[[ Data shown, beginning ]]

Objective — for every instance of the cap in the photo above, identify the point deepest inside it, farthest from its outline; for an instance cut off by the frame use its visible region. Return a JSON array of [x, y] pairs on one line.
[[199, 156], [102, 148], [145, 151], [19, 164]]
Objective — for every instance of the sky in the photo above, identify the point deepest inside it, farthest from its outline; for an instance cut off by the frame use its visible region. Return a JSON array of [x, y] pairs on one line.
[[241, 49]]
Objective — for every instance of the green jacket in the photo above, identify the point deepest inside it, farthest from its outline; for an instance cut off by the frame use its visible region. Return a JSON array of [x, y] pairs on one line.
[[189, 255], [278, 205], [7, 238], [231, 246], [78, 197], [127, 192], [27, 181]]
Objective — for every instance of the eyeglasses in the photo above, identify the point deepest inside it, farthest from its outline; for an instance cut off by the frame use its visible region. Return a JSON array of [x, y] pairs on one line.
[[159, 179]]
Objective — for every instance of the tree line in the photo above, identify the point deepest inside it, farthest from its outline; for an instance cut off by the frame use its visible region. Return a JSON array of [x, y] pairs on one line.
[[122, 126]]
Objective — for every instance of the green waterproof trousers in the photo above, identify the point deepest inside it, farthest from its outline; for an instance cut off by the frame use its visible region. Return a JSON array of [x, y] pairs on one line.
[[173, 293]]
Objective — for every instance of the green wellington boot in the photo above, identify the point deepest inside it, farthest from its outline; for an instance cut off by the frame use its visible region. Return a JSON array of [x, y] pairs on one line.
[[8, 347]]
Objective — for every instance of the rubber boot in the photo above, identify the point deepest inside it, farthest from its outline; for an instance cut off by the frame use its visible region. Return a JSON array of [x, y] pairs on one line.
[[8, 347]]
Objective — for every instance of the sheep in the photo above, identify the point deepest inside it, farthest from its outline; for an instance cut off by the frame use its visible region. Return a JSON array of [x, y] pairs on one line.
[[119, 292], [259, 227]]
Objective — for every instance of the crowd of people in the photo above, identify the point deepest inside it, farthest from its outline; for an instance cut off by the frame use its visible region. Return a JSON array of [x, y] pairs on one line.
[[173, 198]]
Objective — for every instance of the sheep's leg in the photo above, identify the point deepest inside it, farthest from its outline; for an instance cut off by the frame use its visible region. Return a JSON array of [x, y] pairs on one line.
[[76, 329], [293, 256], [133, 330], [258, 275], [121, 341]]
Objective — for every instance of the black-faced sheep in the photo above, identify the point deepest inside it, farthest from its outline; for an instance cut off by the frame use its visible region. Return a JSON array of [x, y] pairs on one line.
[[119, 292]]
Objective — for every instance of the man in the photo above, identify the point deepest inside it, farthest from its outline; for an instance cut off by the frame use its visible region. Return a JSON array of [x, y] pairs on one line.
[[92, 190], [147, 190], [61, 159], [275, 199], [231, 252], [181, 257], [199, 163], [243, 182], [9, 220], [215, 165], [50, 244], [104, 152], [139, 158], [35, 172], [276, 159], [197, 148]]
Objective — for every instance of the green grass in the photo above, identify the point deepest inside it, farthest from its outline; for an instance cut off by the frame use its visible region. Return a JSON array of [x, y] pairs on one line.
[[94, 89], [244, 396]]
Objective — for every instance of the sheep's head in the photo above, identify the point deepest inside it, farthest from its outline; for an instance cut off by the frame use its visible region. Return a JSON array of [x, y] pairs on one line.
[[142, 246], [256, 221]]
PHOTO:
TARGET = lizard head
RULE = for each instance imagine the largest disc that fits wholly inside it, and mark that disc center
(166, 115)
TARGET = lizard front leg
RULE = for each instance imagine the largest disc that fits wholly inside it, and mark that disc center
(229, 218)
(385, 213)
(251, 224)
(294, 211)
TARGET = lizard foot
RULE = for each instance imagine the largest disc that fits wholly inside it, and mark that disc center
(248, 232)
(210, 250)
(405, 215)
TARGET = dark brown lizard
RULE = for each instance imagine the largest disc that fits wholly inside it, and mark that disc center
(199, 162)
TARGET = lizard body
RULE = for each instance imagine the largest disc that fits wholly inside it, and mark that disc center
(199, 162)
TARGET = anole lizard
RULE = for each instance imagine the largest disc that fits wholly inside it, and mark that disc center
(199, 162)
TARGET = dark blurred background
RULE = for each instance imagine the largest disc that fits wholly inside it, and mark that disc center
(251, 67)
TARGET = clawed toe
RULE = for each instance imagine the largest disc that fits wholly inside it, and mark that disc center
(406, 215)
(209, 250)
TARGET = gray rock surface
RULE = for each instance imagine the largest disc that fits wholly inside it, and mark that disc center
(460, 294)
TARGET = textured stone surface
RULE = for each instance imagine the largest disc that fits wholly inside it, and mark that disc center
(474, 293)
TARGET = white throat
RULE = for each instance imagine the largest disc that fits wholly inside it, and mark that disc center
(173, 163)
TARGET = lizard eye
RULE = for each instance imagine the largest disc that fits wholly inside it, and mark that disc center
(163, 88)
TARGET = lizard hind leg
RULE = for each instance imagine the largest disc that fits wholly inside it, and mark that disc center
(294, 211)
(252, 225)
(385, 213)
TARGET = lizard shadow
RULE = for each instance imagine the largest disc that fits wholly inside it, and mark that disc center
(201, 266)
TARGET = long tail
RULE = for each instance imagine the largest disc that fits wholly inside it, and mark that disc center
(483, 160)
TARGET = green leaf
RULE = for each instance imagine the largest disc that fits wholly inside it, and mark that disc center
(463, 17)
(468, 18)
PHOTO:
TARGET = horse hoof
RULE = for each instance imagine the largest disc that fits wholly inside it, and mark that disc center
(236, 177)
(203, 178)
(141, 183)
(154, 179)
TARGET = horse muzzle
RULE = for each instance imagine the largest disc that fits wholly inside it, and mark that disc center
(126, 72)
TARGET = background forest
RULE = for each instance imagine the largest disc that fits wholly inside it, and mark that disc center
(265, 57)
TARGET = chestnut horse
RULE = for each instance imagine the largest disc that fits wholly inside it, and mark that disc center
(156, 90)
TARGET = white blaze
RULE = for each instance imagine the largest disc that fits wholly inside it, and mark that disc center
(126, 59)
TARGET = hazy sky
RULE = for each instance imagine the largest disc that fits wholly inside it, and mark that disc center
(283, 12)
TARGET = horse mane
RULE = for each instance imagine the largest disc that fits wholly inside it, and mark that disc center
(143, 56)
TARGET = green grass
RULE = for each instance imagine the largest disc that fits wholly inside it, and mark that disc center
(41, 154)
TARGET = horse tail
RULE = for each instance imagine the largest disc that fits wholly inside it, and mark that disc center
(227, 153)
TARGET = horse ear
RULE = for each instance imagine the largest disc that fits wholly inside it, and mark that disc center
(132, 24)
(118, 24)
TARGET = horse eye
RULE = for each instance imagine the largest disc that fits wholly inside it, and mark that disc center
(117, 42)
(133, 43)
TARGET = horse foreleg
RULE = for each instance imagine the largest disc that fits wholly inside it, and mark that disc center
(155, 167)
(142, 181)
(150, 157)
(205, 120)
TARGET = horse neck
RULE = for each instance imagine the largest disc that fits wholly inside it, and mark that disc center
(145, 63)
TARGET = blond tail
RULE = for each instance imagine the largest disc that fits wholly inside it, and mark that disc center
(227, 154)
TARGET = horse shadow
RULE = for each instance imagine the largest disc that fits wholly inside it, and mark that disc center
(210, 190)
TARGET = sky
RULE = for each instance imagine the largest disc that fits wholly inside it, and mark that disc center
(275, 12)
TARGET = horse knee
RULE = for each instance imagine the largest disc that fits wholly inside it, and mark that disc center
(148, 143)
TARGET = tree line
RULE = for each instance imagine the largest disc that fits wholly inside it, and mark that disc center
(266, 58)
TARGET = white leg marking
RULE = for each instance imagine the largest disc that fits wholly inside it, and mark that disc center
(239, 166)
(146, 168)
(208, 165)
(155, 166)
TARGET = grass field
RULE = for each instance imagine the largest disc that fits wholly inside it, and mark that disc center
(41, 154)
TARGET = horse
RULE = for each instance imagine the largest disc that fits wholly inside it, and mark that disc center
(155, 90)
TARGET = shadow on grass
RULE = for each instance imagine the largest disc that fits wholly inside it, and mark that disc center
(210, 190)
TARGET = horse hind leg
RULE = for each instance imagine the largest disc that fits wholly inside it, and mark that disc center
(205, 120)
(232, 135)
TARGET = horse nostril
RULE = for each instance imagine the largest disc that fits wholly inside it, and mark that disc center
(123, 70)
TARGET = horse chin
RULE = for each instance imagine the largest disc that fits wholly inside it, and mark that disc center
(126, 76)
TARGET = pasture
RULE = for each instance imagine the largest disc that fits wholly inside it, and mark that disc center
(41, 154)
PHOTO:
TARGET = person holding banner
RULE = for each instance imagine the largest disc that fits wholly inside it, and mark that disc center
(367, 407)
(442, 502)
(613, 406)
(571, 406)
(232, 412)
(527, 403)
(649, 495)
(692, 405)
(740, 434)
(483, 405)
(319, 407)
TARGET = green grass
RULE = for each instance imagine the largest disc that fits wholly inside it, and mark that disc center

[[ Data shown, end ]]

■ What to produce ■
Whenever a line above includes "lizard", copy it in full.

■ Output for this task ■
TARGET = lizard head
TARGET = lizard front leg
TARGET = lizard foot
TARGET = dark brown lizard
TARGET = lizard body
TARGET = anole lizard
TARGET = lizard eye
TARGET = lizard hind leg
TARGET = lizard shadow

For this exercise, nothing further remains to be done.